**Responda ao seguinte:**
**A)** Responda com base no texto sobre o saneamento:
(i) Quantos brasileiros estão sem acesso à coleta de esgoto?
(ii) Por qual placar foi rejeitada a tentativa de adiar a votação?
(iii) Que percentual dos serviços de saneamento é hoje concedido a empresas privadas?
**B)** Copie do texto sobre o saneamento, sem alterar nada, o trecho que começa com as palavras "Hoje, apenas 6%" e termina com "do interesse público.".

**Texto da página:**
-.-.-

Nem tudo são más notícias no Brasil. Escrevo este texto quando o Senado está prestes a aprovar o novo marco do saneamento básico. O texto aguardava votação desde o final do ano passado, quando passou pela Câmara dos Deputados.

O saneamento é motivo de vergonha para o Brasil. Em pleno século XXI, o país mantém um número inaceitável de pessoas em condições medievais. São 104 milhões de brasileiros  sem acesso à coleta de esgoto – praticamente metade da população! – e outros 35 milhões de brasileiros sem acesso à água potável.

Apesar da urgência inegável, a esquerda tentou atrasar a mudança. O PT argumentou que uma sessão remota, em meio à pandemia, não era o ambiente adequado para tratar do tema. Poderia até ser o caso, se o projeto não estivesse em debate há meses. A enrolação foi rejeitada por um placar de 61 a 12.

A verdadeira preocupação por trás da tentativa de adiar a votação era outra. O projeto amplia as oportunidades de participação da iniciativa privada no saneamento. Por isso, enfrenta grande resistência da burocracia estadual e municipal que domina o setor. É uma resistência ideológica e corporativista. Ou seja, bem ao gosto do PT. Mas ela finalmente se tornou minoritária.

Hoje, apenas 6% dos serviços de saneamento são concedidos a empresas privadas. As companhias estaduais dominam o setor (cerca de 70%), seguidas por empresas municipais. Esse modelo estatal não deu certo. Com poucas exceções, as empresas são ineficientes. É irracional não tentar algo novo.

O mecanismo encontrado foi tornar obrigatória a licitação dos serviços à medida em que forem vencendo os contratos vigentes. Licitação é sinônimo de competição. As estatais terão de competir em condição de igualdade com empresas privadas interessadas em investir no setor. Não serão mais aceitas gambiarras como os chamados contratos de programa, que eternizavam o vínculo com as estatais capengas às custas do interesse público.

-.-.-

(Entradas retiradas de uma coleção)
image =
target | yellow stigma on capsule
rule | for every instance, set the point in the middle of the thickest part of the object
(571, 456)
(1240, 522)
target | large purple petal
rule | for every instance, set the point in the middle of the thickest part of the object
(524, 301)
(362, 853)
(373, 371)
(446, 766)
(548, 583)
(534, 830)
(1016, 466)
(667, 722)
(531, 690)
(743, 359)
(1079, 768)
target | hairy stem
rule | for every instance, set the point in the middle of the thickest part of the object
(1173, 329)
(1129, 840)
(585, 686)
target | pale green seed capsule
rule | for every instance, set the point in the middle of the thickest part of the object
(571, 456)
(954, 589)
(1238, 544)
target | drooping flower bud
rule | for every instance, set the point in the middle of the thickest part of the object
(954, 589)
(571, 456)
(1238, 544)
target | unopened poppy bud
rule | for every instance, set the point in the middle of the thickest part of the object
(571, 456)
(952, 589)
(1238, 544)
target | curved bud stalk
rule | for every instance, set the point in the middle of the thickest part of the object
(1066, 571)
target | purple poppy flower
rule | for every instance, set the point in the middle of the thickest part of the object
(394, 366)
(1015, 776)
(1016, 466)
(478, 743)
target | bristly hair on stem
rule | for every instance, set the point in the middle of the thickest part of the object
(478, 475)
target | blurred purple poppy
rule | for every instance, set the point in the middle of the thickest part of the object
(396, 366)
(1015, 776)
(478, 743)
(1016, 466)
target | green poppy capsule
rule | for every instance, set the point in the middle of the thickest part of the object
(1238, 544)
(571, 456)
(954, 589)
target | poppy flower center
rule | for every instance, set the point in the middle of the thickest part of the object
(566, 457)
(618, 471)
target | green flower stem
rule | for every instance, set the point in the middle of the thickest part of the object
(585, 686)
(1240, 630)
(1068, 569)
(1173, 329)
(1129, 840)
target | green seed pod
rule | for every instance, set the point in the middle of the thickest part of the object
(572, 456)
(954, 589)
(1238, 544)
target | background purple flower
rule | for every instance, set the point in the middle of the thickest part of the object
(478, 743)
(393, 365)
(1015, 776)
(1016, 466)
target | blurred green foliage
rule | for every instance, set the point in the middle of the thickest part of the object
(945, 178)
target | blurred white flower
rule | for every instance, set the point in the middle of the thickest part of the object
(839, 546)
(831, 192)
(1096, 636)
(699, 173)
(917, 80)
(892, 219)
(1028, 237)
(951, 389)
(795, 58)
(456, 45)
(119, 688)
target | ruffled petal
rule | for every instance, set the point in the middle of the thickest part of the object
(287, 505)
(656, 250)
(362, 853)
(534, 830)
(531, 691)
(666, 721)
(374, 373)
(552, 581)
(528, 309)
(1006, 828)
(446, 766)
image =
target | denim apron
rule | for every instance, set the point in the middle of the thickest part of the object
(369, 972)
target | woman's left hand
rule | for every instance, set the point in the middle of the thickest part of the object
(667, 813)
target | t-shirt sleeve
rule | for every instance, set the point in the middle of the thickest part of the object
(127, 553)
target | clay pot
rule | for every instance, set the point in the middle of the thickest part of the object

-.-.-

**Resultados:**
**A)**
(i) 104 milhões.
(ii) 61 a 12.
(iii) 6%.

**B)**
Hoje, apenas 6% dos serviços de saneamento são concedidos a empresas privadas. As companhias estaduais dominam o setor (cerca de 70%), seguidas por empresas municipais. Esse modelo estatal não deu certo. Com poucas exceções, as empresas são ineficientes. É irracional não tentar algo novo.

O mecanismo encontrado foi tornar obrigatória a licitação dos serviços à medida em que forem vencendo os contratos vigentes. Licitação é sinônimo de competição. As estatais terão de competir em condição de igualdade com empresas privadas interessadas em investir no setor. Não serão mais aceitas gambiarras como os chamados contratos de programa, que eternizavam o vínculo com as estatais capengas às custas do interesse público.